▶ [Page]
----------------------------------------

He bombed Tokyo – 1st Lt. Bob Althoff flew 35 missions over Japan in a B-29 ‘Superfortress’

Bob Althoff of River Haven Mobile Home Park, south of Punta Gorda, FL holds on to "Duke V," his 109-pound pet Doberman. The octogenarian piloted a B-29 "Superfortress" on 35 missions over Japan during the closing months of World War II. Sun photo by Don Moore

Bob Althoff of River Haven Mobile Home Park, south of Punta Gorda, Fla. holds on to “Duke V,” his 109-pound pet Doberman. The octogenarian piloted a B-29 “Superfortress” bomber on 35 missions over Japan during the closing months of World War II. Sun photo by Don Moore

Old “Iron Pants” decreed that the B-29 bombers would fly firebomb raids over Tokyo at 7,000 feet after taking command of the 20th Air Force. The “Superfortress” crews had been flying raids at 25,000 feet, Bob Althoff, pilot of one of the bombers, recalled decades later.

“‘If you send those B-29s in at 7,000 feet to bomb Tokyo, you won’t have any B-29s and you won’t have any B-29 crews,’ a subordinate told Gen. Curtis LeMay, the new commander of the 20th Air Force. ‘Iron Pants,’ as he was called by his men, looked at him and replied, ‘Well, we’ll get more B-29s.’ He never said anything about getting more crews.

“We started flying firebomb raids over Japanese cities at 7,000 to 10,000 feet,” the 84-year-old resident of River Haven mobile home park, south of Punta Gorda, Fla. said. “We didn’t know it at the time, but it turned out to be a blessing in disguise because the Japanese had their anti-aircraft guns set for 25,000 feet.”

Flying off the island of Saipan, as a member of the 500th Bomber Group, 73 Wing of the 20th Air Force, Althoff and the 11-man crew of the “Sharon Sue,” named for his 6-month-old daughter, made 35 missions in a little over four months. Almost no B-29 crews completed that many missions in so short a time, he said.

“We wanted to get home,” the old bomber pilot recalled almost six decades later. “We had to listen to Tokyo Rose telling us, ‘Your wife back home is sleeping with another man. You’re out here risking your life and you can’t win this war.'”

----------------------------------------

▶ [Raw data]
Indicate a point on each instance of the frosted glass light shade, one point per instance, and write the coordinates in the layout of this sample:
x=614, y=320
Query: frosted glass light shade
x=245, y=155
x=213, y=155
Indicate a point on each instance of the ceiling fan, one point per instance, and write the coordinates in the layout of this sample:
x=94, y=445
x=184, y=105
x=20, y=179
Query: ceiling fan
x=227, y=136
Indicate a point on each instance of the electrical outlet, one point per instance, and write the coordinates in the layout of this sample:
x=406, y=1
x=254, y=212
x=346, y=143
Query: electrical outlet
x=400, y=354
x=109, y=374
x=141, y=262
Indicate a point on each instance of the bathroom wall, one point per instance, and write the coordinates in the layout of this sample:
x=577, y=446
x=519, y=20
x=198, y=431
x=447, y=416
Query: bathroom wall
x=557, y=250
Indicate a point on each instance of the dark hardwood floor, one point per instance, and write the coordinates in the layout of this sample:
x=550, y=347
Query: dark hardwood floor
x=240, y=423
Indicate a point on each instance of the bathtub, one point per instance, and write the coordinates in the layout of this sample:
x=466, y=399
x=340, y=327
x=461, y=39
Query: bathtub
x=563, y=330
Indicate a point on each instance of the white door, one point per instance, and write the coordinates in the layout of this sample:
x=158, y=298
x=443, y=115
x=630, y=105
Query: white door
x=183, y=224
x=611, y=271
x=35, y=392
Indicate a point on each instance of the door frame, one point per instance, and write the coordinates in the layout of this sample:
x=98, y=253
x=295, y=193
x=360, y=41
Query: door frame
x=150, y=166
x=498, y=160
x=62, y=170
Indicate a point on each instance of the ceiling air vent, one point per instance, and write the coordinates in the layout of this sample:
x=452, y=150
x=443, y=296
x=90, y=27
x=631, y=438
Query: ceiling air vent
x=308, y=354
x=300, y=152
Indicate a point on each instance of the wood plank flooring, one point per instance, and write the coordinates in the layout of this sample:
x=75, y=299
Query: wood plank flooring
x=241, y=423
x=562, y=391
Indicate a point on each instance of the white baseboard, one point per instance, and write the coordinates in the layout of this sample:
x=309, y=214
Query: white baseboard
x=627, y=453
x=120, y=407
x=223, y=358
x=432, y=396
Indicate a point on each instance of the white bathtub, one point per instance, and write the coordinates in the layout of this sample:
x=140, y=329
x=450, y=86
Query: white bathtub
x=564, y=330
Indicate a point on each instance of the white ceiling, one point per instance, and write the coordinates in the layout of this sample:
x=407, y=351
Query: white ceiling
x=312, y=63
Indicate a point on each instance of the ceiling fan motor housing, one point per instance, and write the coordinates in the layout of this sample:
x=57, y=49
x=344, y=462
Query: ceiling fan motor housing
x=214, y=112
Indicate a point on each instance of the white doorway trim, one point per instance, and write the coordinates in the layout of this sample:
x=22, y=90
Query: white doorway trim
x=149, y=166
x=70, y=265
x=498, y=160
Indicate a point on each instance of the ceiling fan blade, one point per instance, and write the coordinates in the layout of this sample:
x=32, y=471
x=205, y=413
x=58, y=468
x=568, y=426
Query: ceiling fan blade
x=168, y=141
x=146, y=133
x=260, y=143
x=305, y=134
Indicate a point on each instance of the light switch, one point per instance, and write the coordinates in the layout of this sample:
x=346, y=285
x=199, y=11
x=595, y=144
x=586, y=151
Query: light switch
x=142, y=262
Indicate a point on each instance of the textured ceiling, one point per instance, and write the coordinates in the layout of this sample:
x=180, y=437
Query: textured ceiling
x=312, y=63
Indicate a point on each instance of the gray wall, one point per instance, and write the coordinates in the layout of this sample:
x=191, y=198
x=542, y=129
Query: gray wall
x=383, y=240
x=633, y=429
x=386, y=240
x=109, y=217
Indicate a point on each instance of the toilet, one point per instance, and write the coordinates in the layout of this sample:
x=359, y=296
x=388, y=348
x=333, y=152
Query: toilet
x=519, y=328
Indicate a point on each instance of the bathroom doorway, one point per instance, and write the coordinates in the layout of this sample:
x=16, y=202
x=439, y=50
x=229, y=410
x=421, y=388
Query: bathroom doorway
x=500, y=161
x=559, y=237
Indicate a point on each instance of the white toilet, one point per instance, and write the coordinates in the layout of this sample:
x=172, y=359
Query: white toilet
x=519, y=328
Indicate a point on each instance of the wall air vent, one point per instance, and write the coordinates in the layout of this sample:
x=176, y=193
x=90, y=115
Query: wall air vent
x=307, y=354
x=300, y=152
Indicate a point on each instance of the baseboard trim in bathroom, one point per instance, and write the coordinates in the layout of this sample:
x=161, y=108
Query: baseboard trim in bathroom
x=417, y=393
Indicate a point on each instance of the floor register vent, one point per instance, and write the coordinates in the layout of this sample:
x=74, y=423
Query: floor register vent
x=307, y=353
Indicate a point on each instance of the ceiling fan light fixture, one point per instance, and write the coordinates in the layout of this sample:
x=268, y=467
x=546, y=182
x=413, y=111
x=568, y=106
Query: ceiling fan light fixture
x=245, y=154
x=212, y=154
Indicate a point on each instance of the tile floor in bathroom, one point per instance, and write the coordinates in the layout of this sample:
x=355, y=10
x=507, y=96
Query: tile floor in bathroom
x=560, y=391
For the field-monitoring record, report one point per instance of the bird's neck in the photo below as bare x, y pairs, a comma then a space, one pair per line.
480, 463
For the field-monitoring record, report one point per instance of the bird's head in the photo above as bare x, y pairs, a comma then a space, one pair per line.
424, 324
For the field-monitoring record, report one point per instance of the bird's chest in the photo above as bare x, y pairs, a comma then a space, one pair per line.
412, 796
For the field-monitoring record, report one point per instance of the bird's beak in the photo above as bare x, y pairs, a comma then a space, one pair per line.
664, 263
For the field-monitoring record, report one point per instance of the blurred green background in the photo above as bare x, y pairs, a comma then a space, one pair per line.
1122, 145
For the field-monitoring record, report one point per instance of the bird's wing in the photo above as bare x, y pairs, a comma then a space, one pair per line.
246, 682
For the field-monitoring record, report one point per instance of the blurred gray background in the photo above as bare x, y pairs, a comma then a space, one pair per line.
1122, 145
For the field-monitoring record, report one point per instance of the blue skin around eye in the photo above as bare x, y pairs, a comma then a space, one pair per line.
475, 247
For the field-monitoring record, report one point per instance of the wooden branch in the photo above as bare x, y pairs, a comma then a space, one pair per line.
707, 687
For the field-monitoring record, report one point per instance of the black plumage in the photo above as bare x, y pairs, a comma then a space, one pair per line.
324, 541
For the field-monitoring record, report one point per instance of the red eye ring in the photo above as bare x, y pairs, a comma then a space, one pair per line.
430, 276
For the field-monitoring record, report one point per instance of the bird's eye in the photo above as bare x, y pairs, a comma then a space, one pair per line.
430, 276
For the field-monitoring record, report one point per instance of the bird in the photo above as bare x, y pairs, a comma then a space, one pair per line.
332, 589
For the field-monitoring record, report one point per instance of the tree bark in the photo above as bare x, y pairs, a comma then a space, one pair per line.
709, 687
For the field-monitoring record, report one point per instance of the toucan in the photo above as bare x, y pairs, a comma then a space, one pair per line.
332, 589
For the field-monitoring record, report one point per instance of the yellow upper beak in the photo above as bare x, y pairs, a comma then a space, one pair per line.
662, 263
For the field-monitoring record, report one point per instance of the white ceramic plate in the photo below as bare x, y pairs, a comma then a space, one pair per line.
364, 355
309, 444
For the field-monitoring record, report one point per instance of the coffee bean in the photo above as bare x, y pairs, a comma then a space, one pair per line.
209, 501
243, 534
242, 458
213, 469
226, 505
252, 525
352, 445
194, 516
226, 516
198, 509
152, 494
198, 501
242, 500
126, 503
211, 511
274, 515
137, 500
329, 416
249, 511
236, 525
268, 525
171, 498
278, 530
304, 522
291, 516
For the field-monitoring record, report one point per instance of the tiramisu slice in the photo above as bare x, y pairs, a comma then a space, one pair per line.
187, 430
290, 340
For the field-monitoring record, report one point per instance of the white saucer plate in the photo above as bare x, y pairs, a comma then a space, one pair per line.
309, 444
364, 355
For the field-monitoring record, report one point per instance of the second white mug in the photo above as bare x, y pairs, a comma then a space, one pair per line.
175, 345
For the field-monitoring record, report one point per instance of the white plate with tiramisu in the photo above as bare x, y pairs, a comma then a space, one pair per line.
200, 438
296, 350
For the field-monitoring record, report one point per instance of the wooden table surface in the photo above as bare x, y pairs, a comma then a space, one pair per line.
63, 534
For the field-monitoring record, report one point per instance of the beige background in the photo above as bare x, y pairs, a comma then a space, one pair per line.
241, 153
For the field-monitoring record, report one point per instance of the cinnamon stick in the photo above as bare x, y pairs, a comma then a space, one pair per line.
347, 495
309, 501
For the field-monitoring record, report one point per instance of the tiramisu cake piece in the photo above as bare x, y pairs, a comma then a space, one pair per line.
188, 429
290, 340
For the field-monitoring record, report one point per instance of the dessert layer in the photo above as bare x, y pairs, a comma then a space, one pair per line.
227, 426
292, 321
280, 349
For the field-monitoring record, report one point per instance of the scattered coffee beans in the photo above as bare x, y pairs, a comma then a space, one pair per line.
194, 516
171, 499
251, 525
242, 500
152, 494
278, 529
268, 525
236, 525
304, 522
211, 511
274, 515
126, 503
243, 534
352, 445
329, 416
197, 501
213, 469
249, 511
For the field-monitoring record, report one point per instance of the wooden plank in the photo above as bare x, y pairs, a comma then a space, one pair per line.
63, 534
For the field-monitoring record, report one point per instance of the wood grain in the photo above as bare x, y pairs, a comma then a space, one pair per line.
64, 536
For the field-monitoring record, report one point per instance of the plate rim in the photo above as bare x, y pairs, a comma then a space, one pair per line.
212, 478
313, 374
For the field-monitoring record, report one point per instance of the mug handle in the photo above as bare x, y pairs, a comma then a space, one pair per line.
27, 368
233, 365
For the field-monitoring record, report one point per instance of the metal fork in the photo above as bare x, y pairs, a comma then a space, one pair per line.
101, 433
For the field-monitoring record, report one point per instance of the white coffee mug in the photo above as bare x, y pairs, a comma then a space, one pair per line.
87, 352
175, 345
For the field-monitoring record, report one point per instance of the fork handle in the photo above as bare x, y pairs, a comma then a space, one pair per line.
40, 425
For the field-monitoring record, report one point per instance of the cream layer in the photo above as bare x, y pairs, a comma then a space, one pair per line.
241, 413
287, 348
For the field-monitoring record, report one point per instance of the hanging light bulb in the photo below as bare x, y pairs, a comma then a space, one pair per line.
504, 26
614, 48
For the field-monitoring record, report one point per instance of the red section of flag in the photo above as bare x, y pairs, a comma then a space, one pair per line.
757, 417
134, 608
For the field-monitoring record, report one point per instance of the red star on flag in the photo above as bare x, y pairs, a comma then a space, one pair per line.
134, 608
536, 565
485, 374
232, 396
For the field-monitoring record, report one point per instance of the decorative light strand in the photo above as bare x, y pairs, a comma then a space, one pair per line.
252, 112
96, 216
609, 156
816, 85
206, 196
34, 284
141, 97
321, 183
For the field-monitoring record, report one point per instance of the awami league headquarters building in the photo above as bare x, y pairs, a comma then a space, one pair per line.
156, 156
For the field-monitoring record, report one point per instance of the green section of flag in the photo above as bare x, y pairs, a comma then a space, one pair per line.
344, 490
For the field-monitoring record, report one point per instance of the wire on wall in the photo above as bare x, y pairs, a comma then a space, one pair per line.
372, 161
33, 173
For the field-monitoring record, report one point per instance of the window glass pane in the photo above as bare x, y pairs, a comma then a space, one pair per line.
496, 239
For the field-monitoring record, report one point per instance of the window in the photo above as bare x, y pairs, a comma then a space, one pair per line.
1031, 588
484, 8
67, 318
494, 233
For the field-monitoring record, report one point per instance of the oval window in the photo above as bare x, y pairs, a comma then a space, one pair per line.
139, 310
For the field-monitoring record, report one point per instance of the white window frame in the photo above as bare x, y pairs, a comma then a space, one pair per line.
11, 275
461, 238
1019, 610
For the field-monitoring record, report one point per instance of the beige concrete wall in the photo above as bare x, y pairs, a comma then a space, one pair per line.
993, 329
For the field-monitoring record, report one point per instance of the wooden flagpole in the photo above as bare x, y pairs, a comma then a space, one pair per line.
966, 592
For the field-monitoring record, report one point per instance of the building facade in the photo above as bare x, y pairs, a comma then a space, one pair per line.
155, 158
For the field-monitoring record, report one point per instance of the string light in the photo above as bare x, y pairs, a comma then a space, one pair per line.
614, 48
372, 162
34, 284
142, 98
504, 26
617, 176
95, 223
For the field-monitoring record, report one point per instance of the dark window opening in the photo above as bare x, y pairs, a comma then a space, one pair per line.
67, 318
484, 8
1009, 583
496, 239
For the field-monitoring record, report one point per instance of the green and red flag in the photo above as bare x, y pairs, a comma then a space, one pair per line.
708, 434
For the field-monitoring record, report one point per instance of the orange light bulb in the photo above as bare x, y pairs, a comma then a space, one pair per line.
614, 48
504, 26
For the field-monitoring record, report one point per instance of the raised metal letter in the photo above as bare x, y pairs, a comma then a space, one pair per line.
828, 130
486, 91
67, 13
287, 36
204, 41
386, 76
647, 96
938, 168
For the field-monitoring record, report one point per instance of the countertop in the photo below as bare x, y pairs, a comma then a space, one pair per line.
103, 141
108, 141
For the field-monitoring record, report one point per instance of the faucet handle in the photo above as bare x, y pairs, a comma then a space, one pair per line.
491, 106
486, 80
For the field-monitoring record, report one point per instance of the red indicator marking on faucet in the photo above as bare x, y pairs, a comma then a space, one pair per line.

----------------------------------------

▶ [Exercise instructions]
• A. Count the lines of the records that contain the string "fork", and give only that number.
• B. Extend the article on B-29 pilot Bob Althoff, picking up right after its final sentence.

▶ [Answers given]
• A. 2

• B.
The crew of “Sharon Sue” took on the enemy with a vengeance shortly after they reached Saipan. A couple of days after flying from the States to the Pacific island, located some 700 miles from Tokyo , they were in the air pounding the enemy’s capital city. They flew their first bombing raid over Tokyo on Feb. 25, 1945, and their last raid was flown on June 29.

Baka Bomb

On a firebomb raid over Tokyo , Althoff’s B-29 was attacked twice within a couple of minutes by Japanese “Baka Bombs.”

“You could look out there and see these ‘Baka Bombs’ coming after the B-29 formation as we flew over Tokyo ,” he said. “They were strapped to the bottom of a two-engine Japanese Betty Bomber. When the pilot of the Betty Bomber saw the B-29s, they would drop the rocket and the suicide pilot would make a beeline for a B-29. They had about 30 seconds worth of fuel to keep them flying. They would explode the bomb as close to our bombers as they could get.”

A Boka Bomb like this one was what 1st Lieutenant Althoff was dodging during fire bomb raids over Tokyo in his B-29 bomber during World War II. Photo provided

A Boka Bomb like this one was what 1st Lieutenant Althoff was dodging during fire bomb raids over Tokyo in his B-29 bomber during World War II. Photo provided

The “Baka Bomb” carried a warhead weighing 2,646 pounds. The suicide bomb could fly at 576 mph and had a maximum range of 23 miles.

“One of my gunners out of Chicago was kinda screwy,” Althoff recalled. “On one flight he took a camera with him. When we were over Tokyo dropping firebombs he said over the PA system, ‘Lieutenant, we have a ‘Baka Bomb’ coming in on our tail. Could you slow down a bit so I can get a picture of it?’

“‘Slow down, hell,’ I told him. I put the plane’s nose down and dove toward the ground. The flying suicide bomb could only follow me so far.”

Althoff said he doesn’t believe his gunner ever took the picture of the flying suicide bomb. He was too busy shooting it down a few seconds later. When the gunner hit the nose of the plane with .50-caliber machine-gun fire, it exploded and scared the hell out of the crew.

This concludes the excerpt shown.